Records to use:
==================================================

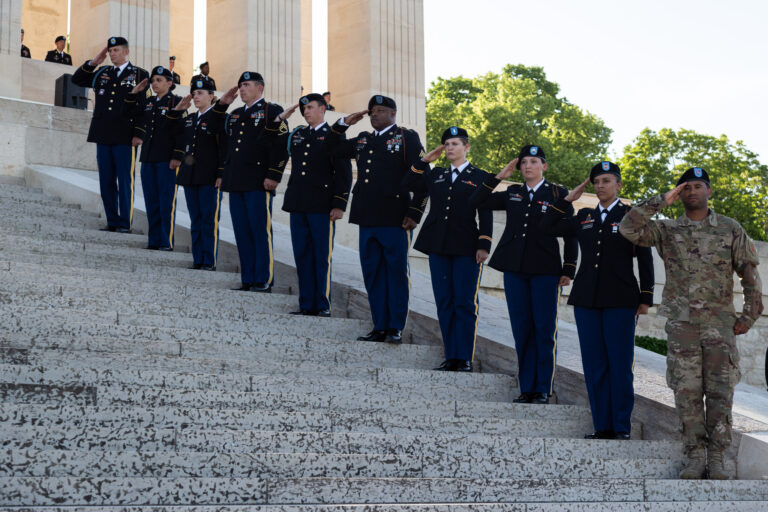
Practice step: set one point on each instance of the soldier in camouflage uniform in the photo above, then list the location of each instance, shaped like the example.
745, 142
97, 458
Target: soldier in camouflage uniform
701, 250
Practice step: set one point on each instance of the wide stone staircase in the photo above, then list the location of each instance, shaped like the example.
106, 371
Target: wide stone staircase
129, 382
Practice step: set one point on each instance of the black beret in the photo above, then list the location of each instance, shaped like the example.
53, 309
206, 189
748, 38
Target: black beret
247, 76
531, 150
117, 41
383, 101
694, 174
202, 83
453, 131
604, 168
311, 97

==================================================

Print the stretch of the listing from the line containing "Practice step: set one point on each instance of the black" through the end of the listing, copying every line word for word.

Exercise result:
Practice step: set one point on each instance of the black beret in the photo above, then list the location of each instance, shaped like the example.
53, 309
206, 189
748, 38
Target: black beret
247, 76
531, 150
117, 41
383, 101
694, 174
202, 83
453, 131
604, 168
311, 97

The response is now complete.